— Übungstext —
+-------+
Für die Aufstockung lag der Schwerpunkt bei der Materialwahl gezielt auf dem Werkstoff mit der günstigsten Produktlinie in Form einer Holzrahmenbauweise. Der Werkstoff Holz dominiert für die Rohbaukonstruktion, bei Ausbauten bis hin zu Bodenbelägen. Zugleich wurde aber auch auf Oberflächenmaterialien mit möglichst geringem Wartungsaufwand und geringen Emissionen geachtet.

Das Ziel beim Erstellen des Energiekonzepts lag bewusst nicht im Einsatz von spektakulären Techniken, sondern in einem möglichst wirtschaftlichen und ökologisch hochwertigen Ansatz. Mit der Fernwärme ist eine Versorgung mit hohem regenerativen Anteil und einem extrem guten Primärenergiefaktor gegeben. Ein weiterer Einsatz von regenerativen Techniken im Gebäude würde diese Situation konterkarieren. Deshalb wurde konsequent auf eine gute Ausführung der Gebäudehülle gesetzt und der Heizwärmebedarf minimiert.
+-------+
— Arbeitsauftrag 1 —
Schreiben Sie aus dem Übungstext die Stelle ab, die mit „Das Ziel beim“ beginnt und bis „der Heizwärmebedarf minimiert.“ reicht.
— Arbeitsauftrag 2 —
Übersetzen Sie den folgenden Satz aus dem Übungstext ins Englische: „Ein weiterer Einsatz von regenerativen Techniken im Gebäude würde diese Situation konterkarieren.“
— Arbeitsauftrag 3 —
Beantworten Sie anhand des Übungstextes die folgenden Fragen.
(a) In welcher Bauweise wurde die Aufstockung ausgeführt?
(b) Worauf wurde bei den Oberflächenmaterialien geachtet?
(c) Welche Versorgung hat einen hohen regenerativen Anteil und einen extrem guten Primärenergiefaktor?

— Gesammelte Daten —
+-------+
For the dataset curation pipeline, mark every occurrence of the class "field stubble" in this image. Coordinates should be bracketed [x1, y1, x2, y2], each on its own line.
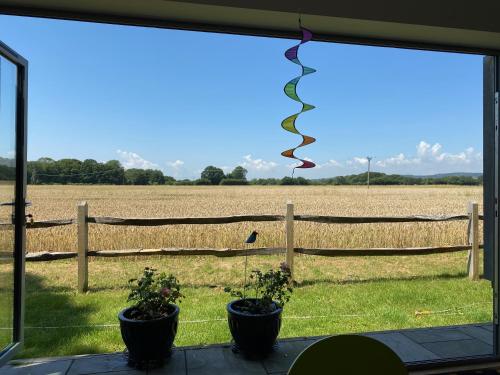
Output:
[27, 185, 482, 252]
+-------+
— Antwortbereich 1 —
Das Ziel beim Erstellen des Energiekonzepts lag bewusst nicht im Einsatz von spektakulären Techniken, sondern in einem möglichst wirtschaftlichen und ökologisch hochwertigen Ansatz. Mit der Fernwärme ist eine Versorgung mit hohem regenerativen Anteil und einem extrem guten Primärenergiefaktor gegeben. Ein weiterer Einsatz von regenerativen Techniken im Gebäude würde diese Situation konterkarieren. Deshalb wurde konsequent auf eine gute Ausführung der Gebäudehülle gesetzt und der Heizwärmebedarf minimiert.

— Antwortbereich 2 —
Further use of renewable technologies in the building would counteract this situation.

— Antwortbereich 3 —
(a) In Holzrahmenbauweise.
(b) Auf einen möglichst geringen Wartungsaufwand und geringe Emissionen.
(c) Die Fernwärme.